▸ WHAT THE TASK ASKS:
Give back the whole listing exactly as written, pictures excluded.
--- START ---
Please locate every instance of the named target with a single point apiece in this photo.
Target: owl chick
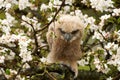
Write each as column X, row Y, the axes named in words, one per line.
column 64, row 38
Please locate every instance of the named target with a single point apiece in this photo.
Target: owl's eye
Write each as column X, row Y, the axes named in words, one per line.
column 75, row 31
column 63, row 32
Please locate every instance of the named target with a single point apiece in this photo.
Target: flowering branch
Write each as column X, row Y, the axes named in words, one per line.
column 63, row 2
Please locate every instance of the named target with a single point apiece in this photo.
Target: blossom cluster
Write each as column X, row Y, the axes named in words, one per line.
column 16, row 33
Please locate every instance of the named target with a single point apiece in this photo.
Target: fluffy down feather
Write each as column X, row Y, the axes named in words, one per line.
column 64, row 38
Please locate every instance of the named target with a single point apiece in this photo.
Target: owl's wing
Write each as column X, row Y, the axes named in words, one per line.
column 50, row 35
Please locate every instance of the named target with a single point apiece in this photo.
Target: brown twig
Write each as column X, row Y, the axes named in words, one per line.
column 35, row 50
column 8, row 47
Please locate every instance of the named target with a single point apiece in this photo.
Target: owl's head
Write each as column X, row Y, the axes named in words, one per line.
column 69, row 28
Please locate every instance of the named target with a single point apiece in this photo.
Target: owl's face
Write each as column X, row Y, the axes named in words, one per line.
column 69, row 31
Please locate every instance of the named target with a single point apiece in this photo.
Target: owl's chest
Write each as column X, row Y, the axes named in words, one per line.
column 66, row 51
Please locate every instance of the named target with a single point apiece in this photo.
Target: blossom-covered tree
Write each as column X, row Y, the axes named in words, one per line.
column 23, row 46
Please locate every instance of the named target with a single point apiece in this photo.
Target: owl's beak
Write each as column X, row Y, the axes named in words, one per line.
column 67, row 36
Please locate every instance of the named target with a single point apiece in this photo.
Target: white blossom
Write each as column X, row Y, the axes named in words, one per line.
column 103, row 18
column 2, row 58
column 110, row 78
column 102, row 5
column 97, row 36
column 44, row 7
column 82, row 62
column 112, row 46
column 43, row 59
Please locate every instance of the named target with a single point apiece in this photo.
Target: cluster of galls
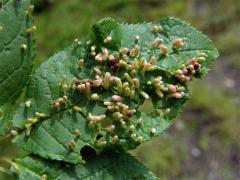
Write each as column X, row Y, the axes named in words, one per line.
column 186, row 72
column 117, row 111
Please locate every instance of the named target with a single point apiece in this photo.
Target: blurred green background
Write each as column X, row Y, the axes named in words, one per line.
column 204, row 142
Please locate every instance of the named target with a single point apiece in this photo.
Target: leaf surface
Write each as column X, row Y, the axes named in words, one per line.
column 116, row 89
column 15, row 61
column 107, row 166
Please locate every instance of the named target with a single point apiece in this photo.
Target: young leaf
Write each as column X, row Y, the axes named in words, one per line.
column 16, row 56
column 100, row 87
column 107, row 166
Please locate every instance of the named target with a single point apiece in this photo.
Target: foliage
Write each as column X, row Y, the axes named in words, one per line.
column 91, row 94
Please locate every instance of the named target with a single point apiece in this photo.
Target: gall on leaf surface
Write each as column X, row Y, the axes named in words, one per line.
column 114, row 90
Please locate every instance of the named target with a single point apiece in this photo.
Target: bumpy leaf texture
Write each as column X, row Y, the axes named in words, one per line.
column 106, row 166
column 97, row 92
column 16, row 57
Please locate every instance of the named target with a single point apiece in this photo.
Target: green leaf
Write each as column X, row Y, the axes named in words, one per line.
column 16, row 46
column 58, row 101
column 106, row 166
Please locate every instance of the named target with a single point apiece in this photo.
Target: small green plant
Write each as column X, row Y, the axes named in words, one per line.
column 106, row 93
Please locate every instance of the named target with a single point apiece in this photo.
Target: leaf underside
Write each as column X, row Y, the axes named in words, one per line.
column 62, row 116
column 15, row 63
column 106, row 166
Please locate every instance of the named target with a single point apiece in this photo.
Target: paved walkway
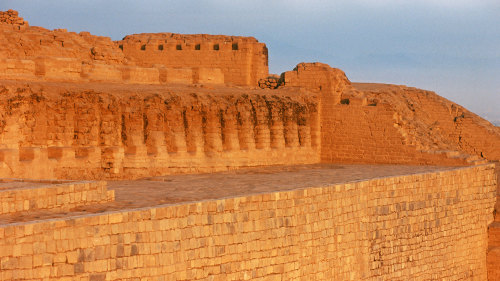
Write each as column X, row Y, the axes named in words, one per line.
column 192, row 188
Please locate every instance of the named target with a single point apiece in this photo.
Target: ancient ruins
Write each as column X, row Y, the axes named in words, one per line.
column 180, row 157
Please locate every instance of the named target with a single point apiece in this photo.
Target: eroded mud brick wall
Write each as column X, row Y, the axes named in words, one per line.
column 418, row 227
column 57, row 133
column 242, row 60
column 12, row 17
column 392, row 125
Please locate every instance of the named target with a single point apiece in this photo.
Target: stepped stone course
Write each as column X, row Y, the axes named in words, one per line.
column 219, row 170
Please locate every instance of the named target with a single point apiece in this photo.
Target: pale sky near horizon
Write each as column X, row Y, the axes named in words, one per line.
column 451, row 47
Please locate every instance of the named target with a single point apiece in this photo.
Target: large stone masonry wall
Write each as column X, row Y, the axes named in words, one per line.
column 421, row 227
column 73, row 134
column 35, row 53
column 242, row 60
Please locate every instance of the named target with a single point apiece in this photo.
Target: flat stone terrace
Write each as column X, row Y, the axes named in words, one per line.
--- END ---
▸ EXERCISE RESULT:
Please locate every instance of the named target with a single point apiece in this photo.
Target: owl chick
Write each as column X, row Y, the axes named in words, one per line.
column 64, row 38
Please locate every instance of the named target with a single point apiece in this photo.
Target: owl's eye
Write each as column X, row Y, the axes named in words, one per line.
column 75, row 31
column 63, row 32
Please locate every instance of the named target with a single point apiece in this photo.
Target: flowering branch
Write each as column X, row Y, the axes named in words, one per line.
column 63, row 2
Please locate every instance of the named target with a single point apiece in this photo.
Target: blossom cluster
Write each as column X, row Y, the axes named in words, one per line.
column 16, row 33
Please locate every instance of the named target with a single point apiece in this photo.
Target: fluffy down feather
Write each as column X, row Y, the axes named in words, one per line.
column 64, row 38
Please locate every instance of the named target with a single point apiece in this photo.
Target: owl's wing
Write each as column X, row Y, the axes named in words, one per line.
column 50, row 35
Please locate every instance of the named target with a single point apiece in this photo.
Target: brown twig
Write each as column X, row Y, the axes named in words, one per line.
column 35, row 50
column 8, row 47
Please locate every instance of the named target with a single point apiece in this photo.
Target: owl's head
Write each as column X, row Y, the axes named in words, one per line.
column 69, row 28
Please locate every instance of the named target with a single point apiece in this photo.
Target: owl's face
Write each as column X, row Y, the axes named in words, one per line.
column 69, row 31
Please locate every instance of the named target with a single point apiece in this photo.
Target: owl's chest
Write each as column X, row Y, the axes named in words, one per line.
column 66, row 51
Please locate every instance of the named target with a single point apiece in this photo.
Target: blossom-covered tree
Write each as column X, row Y, the axes named in words, one per line.
column 23, row 46
Please locate every instance of the named target with a single point apiece in this photo.
Target: owl's beak
Write each as column X, row Y, the axes named in words, one per line.
column 67, row 36
Please locate every instance of the named target with a single point apiece in this photo.
Target: white blossom
Write each as column X, row Y, the axes named in words, one per line.
column 103, row 18
column 2, row 58
column 110, row 78
column 102, row 5
column 97, row 36
column 44, row 7
column 82, row 62
column 112, row 46
column 43, row 59
Please locate every instance of the named target with a single point apiece in this photo.
Target: cluster of galls
Write each as column X, row Y, the axes named in words, one per line.
column 186, row 72
column 117, row 111
Please locate every instance of the named target with a single point apiece in this photo.
Target: blurred green background
Write each as column X, row Y, the axes named in words, one per line.
column 204, row 142
Please locate every instance of the named target with a single point apiece in this photo.
Target: leaf surface
Write each as column X, row Y, the axes named in words, one per line.
column 116, row 89
column 15, row 61
column 107, row 166
Please locate every instance of the named target with a single point apiece in this photo.
Target: young leaf
Write each as column X, row Y, the axes named in words, one per line.
column 16, row 56
column 100, row 87
column 107, row 166
Please locate every instance of the named target with a single point apiece in this photo.
Target: foliage
Write each as column X, row Y, the axes named in words, one per line.
column 91, row 94
Please locate every instance of the named target with a single point apiece in this photo.
Target: gall on leaf surface
Write each as column X, row Y, the axes named in words, one per line.
column 114, row 90
Please locate every instance of the named target with a single point apiece in this photo.
Target: bumpy leaf texture
Write each as column X, row Y, the axes named in words, one per line.
column 106, row 166
column 97, row 92
column 16, row 57
Please locate every instance of the named target with a single point apiece in this photo.
Target: green leaf
Write each as column X, row Y, the axes named in words, one per line.
column 16, row 46
column 58, row 101
column 106, row 166
Please locate every instance of the named target with a single point apiece in this photo.
Target: small green plant
Write each as column X, row Y, the axes named in words, one per line.
column 106, row 93
Please locate every instance of the named target with a single point apiece in this photo.
Target: leaf underside
Write each as column X, row Y, the axes named in words, one per line.
column 62, row 116
column 15, row 63
column 106, row 166
Please locate every instance of the named target with a single point apiece in this photo.
Target: paved walkway
Write each as column X, row Y, the axes named in words, one per line.
column 192, row 188
Please locate every instance of the named target with a single point apiece in this photo.
Target: ancient ruins
Write each as column X, row Y, the axes named in words, one per line.
column 180, row 157
Please locate every instance of the named target with a single point apiece in this photo.
Target: eroded mud brick wall
Write each as column X, row Y, the axes named in words, one per line.
column 418, row 227
column 57, row 133
column 242, row 60
column 12, row 17
column 392, row 125
Please locate every instance of the named target with a single point apiece in this photo.
Target: stepped stone course
Write each as column X, row Y, the axes named in words, one per line.
column 219, row 170
Please locate every instance of the named target with a single point apiece in this photo.
Target: pale sky near horizon
Write each as column X, row Y, the axes named in words, one per line.
column 451, row 47
Please locate every instance of the named target with a single point apiece in this photo.
Target: large stone masonry wall
Write each as column X, row Y, the axes named in words, one per line.
column 421, row 227
column 73, row 134
column 35, row 53
column 242, row 60
Please locate every instance of the named target with a single point apiece in this photo.
Target: flat stone terrace
Write each as column X, row Y, the axes named in words, one per line.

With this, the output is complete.